* Source document:
--------------------

React and Redux

For the khadga project, I originally wanted to do everything in webassembly, including all the UI layer stuff. The web-sys library has functions that allow you to invoke methods on the DOM like document.querySelector or creating node elements. There is even a new framework called seed that I recently came across that looked like it would be useful for an “all-in-rust” type project.

On further reflection though, I decided not to use seed. While this would have been pretty cool, I decided to be a little more pragmatic. I chose to use a fairly standard react+redux for the front end and relegate the wasm stuff to speeding up parts of the code. Why did I decide to go down this route?

Practicality

For one, I thought react and redux would be good skill sets to use. My react and redux knowledge are fairly limited. I did enough react at Red Hat to figure out how to do unit tests of React components using the enyzme library. I created a very small proof-of-concept web app to send data in text input forms to a little webservice that in turn sent the message to an ActiveMQ bus. This app was bog simple, with 3 different text input boxes and some data validation, and one of the text boxes was connected to a websocket so it could also receive messages from a subscribed topic.

Also, that was close to 2 years ago. At Netflix, I had to troubleshoot a few front end apps, but I didn’t really get to write any new stuff. Since react and redux are hugely popular, I thought it wouldn’t hurt to use them. While I thought the cyclejs library is more interesting than react, this leads me to the other reason.

But why specifically react and redux?

I suppose I could have chosen angular with ngrx or mobx. Indeed, I seriously considered mobx over redux. The reason I picked redux was primarily its popularity. I like the fact that mobx and ngrx use Observables under the hood. Redux is basically just a dispatch + reducer function. Also, to do a lot of things, you need to use extra libraries like redux-thunk or redux-saga. One of the criticisms I heard about mobx however was it was a little too “black box” which is something I am not a big fan of.

--------------------

* Material:

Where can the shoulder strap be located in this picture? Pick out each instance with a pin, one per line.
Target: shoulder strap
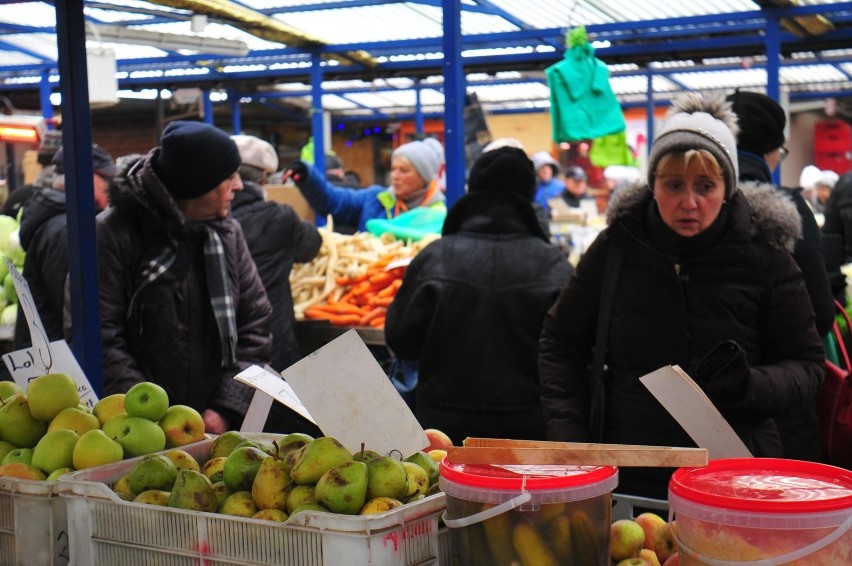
(598, 404)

--------------------

* Instruction 1:
Answer these questions from the post on React and Redux:
(a) Which framework did the writer decide not to use, despite it looking useful for an all-in-Rust project?
(b) In the proof-of-concept web app, what bus did the little webservice send the message to?
(c) What was the main reason the writer picked redux?
* Instruction 2:
Reproduce the passage of the post on React and Redux starting with "Also, that was" and going on through "the other reason.".
The listing has no connection to the post on React and Redux.

* Final result 1:
(a) Seed.
(b) An ActiveMQ bus.
(c) Its popularity.

* Final result 2:
Also, that was close to 2 years ago. At Netflix, I had to troubleshoot a few front end apps, but I didn’t really get to write any new stuff. Since react and redux are hugely popular, I thought it wouldn’t hurt to use them. While I thought the cyclejs library is more interesting than react, this leads me to the other reason.